### EXTRACT TO READ
— start —
The pipeliner-force-ii knob (default 0) bypasses the search entirely and forces a specific II value. This is useful for testing or when the compiler team knows the optimal II for a specific loop shape.

Phase 3: ASAP/ALAP Computation

ASAP (As Soon As Possible) and ALAP (As Late As Possible) define the scheduling window for each instruction at a given II:

ASAP computation (sub_354BFF0, first invocation producing v369): traverses the DDG in topological order. For each node, ASAP = max over all predecessors of (predecessor.ASAP + edge.latency). The root nodes (no predecessors) have ASAP = 0. This gives the earliest cycle each instruction can execute without violating data dependencies.
— end —
### DATASET ROWS
— start —
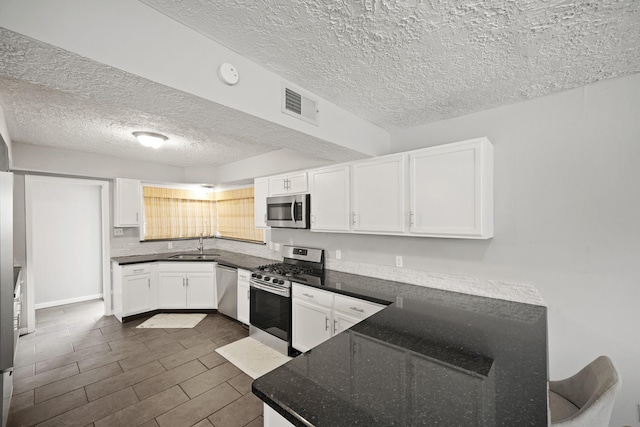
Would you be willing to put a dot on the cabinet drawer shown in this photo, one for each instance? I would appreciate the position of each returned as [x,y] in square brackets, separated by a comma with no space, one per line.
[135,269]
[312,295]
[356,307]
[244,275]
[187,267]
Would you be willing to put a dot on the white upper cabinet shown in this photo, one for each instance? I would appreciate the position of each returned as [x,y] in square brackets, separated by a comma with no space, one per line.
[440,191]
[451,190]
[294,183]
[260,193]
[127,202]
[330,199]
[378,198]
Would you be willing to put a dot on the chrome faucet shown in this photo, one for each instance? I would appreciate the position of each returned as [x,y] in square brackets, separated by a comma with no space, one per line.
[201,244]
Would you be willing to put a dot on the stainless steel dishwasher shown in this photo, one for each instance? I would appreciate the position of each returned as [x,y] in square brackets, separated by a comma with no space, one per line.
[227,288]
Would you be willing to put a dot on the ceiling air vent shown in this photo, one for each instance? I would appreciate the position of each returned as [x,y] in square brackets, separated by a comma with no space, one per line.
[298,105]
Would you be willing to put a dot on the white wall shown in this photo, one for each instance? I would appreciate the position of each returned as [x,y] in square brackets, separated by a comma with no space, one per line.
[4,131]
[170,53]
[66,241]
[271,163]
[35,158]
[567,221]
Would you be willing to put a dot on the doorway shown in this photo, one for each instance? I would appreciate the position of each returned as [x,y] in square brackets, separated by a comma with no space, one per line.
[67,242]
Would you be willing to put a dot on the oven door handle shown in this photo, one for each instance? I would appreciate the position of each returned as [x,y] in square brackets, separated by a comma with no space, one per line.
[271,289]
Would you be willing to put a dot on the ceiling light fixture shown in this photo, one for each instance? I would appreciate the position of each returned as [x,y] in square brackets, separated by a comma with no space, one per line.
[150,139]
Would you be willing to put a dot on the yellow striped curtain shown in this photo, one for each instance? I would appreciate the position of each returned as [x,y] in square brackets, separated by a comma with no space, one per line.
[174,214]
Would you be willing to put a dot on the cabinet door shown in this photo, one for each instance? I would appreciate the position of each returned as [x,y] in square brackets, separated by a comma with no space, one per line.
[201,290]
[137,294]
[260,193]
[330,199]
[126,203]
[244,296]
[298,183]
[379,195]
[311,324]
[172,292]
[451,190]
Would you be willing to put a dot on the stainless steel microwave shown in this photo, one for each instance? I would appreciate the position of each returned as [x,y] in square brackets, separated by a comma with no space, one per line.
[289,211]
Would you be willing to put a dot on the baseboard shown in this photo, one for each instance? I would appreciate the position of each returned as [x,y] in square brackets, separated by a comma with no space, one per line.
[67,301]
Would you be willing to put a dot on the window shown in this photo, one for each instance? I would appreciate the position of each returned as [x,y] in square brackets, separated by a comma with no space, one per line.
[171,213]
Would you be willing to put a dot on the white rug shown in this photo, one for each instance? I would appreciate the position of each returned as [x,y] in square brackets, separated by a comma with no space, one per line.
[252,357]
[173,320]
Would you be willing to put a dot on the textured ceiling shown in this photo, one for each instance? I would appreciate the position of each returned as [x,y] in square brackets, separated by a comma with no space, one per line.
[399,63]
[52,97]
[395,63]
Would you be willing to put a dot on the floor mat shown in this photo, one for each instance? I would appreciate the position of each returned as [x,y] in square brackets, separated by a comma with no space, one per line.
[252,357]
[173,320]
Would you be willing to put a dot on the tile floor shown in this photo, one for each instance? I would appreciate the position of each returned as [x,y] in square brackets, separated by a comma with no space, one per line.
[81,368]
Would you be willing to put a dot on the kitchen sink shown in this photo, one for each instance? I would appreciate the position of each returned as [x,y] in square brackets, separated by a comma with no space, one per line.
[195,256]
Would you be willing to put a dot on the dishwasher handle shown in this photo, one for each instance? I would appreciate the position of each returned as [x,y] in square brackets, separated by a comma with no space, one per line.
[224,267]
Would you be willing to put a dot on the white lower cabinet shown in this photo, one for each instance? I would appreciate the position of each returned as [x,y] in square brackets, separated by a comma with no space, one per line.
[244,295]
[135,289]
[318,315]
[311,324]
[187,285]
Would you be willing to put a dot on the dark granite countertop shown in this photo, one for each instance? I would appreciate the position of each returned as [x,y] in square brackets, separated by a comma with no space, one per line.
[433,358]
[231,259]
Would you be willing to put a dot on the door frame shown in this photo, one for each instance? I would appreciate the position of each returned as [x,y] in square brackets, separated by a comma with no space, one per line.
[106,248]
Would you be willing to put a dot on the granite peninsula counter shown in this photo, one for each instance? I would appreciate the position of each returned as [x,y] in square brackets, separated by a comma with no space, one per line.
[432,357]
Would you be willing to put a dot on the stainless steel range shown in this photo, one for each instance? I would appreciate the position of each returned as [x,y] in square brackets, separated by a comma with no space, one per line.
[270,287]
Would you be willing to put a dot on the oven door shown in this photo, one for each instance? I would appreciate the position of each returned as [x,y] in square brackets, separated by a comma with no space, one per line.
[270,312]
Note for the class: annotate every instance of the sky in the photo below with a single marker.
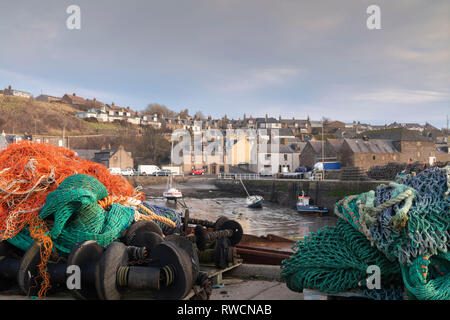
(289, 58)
— end —
### REQUEST
Answer these questions from the extract on pipeliner scheduling:
(a) What is the default value of the pipeliner-force-ii knob?
(b) In what order does the ASAP computation traverse the DDG?
(c) What ASAP value do root nodes receive?
The listing isn't needed to answer anything here.

### WRITTEN SOLUTION
(a) 0
(b) Topological order
(c) 0